Bertram clearly upholds the cultural equation of women with nullity. Indeed, he positions himself as the self-actualizing hero for whom women represent the treacherous sirens’ lure to feminized oblivion, transferring “lack” to men by afflicting them with an enslaving desire that arrests their pursuit of worldly power and sufficiency. Certainly Parolles figures women as dangerous emasculators, urging Bertram to “steal away” to the wars (2.1.34) and escape the unmanly bondage of marriage:
He wears his honor in a box unseen
That hugs his kicky-wicky here at home,
Spending his manly marrow in her arms
Which should sustain the bound and high curvet
Of Mars’s fiery steed.
(2.3.295–99)
War, Parolles seems to say, offers a more manly sort of riding than marital sex. Whereas a man “sustains” masculine essence (“manly marrow”) atop a horse in war, he “spends” it embracing a “kicky-wicky” in marriage. In such a context, the “box unseen” that conceals masculine “honor” becomes virtually synonymous with the receptacle into which a man “spends” his essence, allowing Parolles to negate crudely the female space whose generative powers Helen had celebrated.
Bertram effectively imprisons Helen in the land of “not” when annulling his marriage to her: “I have wedded her, not bedded her,” he informs his mother, “and sworn to make the ‘not’ eternal” (3.2.20–22). He tries to “make the ‘not’ eternal” by imposing a seemingly impossible set of conditions for Helen’s becoming his wife: once she has secured his ancestral ring, he tells her, and shown him a child he has begotten, “then call me husband. But in such a ‘then’ I write a ‘never’ ” (60–62)—a proclamation that does indeed afflict Helen with an “eternal” not.4
Helen accedes all too readily to Bertram s negation, not only renouncing her desire but undertaking a pilgrimage for the sake of expiating it. She effectively colludes in her own erasure, refashioning herself as a guilt-ridden bad girl bent on disowning her “ambitious love” (3.4.5), an alteration which so enhances her status as good girl that the Countess is moved to compare her to the Virgin Mary (27–31). Helen seems intent on melding permanently with the self-nullifying “femininity” she has hitherto only fitfully performed.

[Stored items]
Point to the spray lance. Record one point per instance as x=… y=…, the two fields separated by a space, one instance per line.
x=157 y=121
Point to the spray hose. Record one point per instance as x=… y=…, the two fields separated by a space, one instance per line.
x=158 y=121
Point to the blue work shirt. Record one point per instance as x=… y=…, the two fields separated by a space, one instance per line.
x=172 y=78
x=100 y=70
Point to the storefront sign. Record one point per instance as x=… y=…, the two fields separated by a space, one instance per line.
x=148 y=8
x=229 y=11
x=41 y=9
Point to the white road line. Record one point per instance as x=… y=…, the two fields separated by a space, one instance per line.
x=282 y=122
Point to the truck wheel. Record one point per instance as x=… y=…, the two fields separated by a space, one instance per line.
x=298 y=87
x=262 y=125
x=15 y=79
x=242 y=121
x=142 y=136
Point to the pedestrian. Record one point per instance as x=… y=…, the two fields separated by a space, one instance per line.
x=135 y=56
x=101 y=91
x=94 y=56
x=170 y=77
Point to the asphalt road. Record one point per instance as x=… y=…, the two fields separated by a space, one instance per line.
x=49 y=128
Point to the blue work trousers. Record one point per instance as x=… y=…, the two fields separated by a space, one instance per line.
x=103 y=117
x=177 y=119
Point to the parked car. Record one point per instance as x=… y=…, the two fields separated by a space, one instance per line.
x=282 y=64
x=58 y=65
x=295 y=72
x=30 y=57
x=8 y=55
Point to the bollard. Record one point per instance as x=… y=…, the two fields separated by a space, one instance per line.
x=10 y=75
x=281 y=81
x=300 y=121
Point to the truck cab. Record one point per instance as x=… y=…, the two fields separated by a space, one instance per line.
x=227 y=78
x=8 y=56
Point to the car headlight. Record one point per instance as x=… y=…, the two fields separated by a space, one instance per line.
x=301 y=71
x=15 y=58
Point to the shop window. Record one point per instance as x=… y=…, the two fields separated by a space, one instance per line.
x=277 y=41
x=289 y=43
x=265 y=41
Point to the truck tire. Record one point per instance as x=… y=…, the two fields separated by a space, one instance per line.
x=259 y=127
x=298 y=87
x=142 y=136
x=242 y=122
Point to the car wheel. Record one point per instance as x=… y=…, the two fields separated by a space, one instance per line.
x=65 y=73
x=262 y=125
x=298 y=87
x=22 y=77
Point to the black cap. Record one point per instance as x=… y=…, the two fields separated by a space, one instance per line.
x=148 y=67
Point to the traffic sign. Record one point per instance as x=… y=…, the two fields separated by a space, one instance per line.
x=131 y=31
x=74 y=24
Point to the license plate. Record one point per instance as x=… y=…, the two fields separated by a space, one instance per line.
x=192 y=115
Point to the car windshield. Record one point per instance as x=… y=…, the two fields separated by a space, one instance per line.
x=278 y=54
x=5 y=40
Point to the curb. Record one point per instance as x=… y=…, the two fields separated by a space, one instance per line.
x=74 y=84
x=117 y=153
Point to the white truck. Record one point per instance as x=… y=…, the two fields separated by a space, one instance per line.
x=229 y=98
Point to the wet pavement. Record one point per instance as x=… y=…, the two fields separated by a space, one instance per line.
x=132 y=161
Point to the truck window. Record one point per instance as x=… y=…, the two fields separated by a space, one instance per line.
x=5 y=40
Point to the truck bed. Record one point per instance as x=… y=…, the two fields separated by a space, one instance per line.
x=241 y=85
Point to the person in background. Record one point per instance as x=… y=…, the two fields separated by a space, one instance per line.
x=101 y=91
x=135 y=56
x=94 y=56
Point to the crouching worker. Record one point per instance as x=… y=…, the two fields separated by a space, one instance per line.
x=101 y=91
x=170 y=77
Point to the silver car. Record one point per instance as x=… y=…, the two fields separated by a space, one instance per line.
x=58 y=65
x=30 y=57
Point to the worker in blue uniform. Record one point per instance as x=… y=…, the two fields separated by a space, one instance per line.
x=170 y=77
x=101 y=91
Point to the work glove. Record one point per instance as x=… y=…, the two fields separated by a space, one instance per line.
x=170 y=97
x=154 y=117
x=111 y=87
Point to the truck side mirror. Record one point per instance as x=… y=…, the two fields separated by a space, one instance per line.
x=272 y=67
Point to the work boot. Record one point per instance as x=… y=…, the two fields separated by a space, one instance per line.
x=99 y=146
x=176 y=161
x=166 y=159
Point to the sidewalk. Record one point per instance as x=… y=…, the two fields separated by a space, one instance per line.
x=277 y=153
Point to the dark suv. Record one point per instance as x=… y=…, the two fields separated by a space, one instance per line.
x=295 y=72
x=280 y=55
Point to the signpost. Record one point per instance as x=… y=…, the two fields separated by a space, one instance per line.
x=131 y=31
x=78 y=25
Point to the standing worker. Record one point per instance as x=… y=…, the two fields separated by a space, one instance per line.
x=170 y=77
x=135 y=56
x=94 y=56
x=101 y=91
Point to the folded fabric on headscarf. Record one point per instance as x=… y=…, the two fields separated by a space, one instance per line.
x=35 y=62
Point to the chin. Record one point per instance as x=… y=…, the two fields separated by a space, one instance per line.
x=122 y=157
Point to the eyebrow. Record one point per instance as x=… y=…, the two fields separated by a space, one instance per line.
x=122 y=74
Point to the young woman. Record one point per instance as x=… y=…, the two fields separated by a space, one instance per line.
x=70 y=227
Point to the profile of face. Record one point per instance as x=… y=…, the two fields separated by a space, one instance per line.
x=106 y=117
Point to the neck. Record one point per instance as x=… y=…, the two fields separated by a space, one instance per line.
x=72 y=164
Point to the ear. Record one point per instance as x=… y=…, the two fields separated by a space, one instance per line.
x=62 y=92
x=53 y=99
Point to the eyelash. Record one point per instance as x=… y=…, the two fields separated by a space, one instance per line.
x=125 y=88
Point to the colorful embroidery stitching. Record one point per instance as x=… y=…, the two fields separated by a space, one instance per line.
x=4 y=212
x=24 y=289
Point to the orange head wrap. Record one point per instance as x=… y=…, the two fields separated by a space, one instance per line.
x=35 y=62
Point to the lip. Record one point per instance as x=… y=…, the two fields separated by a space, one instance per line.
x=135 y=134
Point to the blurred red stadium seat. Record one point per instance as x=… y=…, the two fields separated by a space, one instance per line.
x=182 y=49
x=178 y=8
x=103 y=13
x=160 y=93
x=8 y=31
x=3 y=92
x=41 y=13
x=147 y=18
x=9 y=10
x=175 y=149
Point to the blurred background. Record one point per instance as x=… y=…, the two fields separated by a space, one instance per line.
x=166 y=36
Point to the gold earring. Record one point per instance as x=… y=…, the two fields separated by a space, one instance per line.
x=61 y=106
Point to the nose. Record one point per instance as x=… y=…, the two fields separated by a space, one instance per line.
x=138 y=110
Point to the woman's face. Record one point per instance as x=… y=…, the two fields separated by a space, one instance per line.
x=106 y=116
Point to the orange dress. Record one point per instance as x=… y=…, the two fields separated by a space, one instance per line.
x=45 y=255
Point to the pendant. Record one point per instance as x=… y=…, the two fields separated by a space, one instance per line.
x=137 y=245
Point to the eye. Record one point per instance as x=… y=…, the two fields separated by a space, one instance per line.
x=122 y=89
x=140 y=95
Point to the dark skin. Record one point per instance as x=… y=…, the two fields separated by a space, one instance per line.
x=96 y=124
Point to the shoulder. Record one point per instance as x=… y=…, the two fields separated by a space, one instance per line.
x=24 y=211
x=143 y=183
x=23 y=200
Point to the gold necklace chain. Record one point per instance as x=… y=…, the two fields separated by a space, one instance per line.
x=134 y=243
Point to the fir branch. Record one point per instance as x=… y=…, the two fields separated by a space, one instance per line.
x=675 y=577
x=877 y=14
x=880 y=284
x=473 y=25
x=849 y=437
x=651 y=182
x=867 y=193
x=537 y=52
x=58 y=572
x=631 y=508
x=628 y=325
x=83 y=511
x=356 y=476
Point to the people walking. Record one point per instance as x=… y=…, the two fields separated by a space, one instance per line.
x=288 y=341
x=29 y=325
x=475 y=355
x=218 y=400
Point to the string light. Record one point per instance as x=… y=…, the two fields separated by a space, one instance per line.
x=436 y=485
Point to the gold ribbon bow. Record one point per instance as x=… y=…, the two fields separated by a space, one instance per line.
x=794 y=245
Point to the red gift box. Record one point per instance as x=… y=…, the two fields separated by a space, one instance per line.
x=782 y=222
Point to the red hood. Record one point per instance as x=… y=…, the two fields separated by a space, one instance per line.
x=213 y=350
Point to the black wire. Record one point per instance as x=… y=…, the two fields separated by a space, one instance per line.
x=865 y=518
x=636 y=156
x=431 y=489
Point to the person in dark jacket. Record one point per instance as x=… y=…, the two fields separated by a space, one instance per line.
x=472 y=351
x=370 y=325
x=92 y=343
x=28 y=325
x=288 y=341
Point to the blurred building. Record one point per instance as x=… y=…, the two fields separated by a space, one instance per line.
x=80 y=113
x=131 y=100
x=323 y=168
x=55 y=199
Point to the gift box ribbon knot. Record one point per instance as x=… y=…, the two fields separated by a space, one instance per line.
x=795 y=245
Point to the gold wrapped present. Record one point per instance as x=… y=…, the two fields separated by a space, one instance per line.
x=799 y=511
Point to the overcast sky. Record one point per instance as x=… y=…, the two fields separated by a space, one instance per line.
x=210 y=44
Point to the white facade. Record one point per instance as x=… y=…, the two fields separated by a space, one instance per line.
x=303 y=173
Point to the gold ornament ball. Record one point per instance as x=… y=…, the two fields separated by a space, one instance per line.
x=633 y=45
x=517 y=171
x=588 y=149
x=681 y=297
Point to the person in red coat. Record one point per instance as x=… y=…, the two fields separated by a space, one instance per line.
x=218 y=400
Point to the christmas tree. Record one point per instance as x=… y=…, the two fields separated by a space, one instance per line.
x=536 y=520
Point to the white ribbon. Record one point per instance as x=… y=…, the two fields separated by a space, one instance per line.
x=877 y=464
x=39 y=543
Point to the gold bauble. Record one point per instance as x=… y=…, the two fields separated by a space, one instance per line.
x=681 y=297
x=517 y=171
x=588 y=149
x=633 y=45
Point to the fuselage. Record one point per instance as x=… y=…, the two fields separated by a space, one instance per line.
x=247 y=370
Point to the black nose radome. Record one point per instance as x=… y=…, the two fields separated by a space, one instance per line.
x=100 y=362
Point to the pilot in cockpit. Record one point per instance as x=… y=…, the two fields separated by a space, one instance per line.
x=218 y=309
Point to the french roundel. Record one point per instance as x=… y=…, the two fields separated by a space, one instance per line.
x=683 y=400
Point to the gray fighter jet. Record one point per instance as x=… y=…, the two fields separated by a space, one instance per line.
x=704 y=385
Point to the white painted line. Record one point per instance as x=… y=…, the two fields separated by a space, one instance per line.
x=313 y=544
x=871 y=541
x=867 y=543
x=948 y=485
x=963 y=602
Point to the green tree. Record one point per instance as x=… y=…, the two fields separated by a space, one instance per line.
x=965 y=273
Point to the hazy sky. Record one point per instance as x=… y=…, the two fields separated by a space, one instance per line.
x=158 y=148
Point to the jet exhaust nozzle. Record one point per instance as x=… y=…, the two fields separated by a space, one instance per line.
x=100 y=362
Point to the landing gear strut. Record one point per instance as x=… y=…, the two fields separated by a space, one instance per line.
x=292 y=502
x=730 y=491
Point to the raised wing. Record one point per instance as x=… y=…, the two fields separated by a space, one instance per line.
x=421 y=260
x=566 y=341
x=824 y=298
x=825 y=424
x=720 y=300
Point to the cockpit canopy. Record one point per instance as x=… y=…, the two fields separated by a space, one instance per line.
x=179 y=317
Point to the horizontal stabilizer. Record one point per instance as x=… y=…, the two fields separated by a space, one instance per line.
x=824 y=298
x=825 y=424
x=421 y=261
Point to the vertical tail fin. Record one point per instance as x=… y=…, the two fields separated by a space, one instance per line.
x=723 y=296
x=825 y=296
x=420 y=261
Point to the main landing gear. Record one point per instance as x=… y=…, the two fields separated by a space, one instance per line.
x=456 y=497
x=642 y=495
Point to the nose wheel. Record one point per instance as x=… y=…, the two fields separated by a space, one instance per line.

→ JOB: Write out the part of the passage on Bertram and Helen that opens with the words containing "(2.3.295–99)" and closes with "Helen had celebrated.".

→ FULL SOLUTION:
(2.3.295–99)
War, Parolles seems to say, offers a more manly sort of riding than marital sex. Whereas a man “sustains” masculine essence (“manly marrow”) atop a horse in war, he “spends” it embracing a “kicky-wicky” in marriage. In such a context, the “box unseen” that conceals masculine “honor” becomes virtually synonymous with the receptacle into which a man “spends” his essence, allowing Parolles to negate crudely the female space whose generative powers Helen had celebrated.